- **EXERCISE AIM**: All lines in the records below that hold "Target" are to be shown.

- **AVAILABLE DATA**:

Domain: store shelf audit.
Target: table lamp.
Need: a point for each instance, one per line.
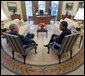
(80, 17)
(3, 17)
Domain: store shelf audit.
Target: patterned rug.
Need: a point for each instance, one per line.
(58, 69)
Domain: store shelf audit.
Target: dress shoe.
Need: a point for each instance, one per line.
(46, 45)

--

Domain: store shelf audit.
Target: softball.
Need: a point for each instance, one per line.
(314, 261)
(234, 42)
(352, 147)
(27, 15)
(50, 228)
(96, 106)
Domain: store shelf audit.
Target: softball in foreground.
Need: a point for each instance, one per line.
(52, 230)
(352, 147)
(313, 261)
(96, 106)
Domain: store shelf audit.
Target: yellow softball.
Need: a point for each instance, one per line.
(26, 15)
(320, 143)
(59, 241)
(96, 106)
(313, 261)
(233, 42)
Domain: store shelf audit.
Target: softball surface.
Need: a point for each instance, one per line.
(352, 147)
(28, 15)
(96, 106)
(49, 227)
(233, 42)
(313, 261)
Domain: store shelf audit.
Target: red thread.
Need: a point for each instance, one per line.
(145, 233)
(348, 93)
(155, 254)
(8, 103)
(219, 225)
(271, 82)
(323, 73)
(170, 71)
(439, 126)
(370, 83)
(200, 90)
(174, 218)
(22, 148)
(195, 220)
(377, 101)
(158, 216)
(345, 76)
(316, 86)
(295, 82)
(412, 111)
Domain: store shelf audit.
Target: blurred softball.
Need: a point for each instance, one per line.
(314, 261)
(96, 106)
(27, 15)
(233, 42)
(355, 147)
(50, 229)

- **SOLUTION TO THIS EXERCISE**:
Target: table lamp.
Target: patterned rug.
Target: dress shoe.
Target: softball.
Target: softball in foreground.
Target: yellow softball.
Target: softball surface.
Target: red thread.
Target: blurred softball.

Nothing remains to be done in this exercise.